Brief: Only one number is wanted here: how many lines of the data hold "chopped".

Stored data entries

-*-

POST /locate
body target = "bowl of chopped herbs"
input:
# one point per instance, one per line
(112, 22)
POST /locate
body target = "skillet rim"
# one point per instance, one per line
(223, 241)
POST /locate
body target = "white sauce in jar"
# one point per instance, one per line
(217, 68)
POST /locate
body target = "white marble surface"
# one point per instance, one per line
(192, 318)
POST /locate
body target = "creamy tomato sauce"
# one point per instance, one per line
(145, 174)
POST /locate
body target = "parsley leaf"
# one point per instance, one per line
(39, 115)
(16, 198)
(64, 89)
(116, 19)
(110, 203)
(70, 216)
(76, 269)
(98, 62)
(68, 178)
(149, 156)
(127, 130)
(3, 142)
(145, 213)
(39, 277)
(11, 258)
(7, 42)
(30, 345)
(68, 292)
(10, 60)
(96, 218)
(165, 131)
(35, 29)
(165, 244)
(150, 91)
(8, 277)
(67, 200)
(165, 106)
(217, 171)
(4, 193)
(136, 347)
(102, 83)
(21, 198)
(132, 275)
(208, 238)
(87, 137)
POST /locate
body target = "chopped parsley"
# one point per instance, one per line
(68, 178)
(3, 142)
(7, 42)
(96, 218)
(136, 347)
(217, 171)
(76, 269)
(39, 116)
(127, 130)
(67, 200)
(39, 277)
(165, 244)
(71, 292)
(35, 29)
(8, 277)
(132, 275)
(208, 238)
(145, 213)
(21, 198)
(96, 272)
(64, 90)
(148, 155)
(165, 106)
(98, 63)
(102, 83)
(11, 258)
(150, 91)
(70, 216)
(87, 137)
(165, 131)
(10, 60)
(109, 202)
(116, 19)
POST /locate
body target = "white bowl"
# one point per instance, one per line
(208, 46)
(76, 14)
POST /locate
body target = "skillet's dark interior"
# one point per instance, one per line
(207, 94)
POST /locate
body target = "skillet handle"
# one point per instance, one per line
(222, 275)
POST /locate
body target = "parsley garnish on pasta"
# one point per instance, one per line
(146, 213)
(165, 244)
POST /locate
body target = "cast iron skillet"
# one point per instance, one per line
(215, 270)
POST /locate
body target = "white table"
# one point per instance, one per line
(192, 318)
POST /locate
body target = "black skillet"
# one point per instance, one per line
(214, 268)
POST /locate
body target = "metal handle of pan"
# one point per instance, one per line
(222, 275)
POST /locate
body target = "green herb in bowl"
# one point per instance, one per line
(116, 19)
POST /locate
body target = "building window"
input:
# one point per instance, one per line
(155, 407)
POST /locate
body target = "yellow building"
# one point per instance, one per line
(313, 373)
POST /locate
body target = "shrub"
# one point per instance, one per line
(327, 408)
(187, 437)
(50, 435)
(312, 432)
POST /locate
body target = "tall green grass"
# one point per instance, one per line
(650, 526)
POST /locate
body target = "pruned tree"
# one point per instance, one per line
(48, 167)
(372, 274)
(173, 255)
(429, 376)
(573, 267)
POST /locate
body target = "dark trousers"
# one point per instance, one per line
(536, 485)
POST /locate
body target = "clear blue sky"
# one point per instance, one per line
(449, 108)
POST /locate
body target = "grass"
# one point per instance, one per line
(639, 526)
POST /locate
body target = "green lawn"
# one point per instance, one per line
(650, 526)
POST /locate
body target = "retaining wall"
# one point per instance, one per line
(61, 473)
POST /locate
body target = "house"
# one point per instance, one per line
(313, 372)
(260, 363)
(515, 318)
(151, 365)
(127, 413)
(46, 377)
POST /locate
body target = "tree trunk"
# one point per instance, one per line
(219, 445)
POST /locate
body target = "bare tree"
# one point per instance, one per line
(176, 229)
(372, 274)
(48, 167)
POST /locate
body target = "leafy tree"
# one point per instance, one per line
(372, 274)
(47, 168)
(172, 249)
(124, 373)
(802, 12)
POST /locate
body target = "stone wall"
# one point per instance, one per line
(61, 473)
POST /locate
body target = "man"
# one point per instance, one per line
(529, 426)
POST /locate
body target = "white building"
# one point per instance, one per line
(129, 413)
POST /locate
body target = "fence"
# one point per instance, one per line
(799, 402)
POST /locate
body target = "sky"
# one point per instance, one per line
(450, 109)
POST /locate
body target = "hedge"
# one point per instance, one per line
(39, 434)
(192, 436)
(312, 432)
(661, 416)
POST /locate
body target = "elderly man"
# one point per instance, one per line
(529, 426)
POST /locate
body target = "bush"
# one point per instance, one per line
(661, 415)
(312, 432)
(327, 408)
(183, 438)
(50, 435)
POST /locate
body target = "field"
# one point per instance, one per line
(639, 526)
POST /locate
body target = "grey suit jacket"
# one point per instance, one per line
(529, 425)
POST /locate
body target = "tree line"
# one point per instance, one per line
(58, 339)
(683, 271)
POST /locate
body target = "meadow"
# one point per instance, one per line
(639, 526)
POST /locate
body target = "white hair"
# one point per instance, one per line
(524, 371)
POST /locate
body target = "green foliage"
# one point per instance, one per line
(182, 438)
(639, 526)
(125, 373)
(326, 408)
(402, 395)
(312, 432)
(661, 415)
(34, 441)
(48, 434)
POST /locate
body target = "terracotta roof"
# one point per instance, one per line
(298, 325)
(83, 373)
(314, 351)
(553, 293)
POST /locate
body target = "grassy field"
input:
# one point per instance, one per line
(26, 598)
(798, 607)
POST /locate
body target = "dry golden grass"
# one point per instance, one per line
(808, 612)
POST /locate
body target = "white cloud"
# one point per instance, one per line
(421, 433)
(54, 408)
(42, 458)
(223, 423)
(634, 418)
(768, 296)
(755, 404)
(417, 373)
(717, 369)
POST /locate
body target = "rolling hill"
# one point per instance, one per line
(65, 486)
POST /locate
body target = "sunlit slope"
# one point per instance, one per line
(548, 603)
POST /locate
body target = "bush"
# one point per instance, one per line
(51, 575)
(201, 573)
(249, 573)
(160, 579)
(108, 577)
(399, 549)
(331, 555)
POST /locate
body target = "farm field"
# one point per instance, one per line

-*-

Answer space: 2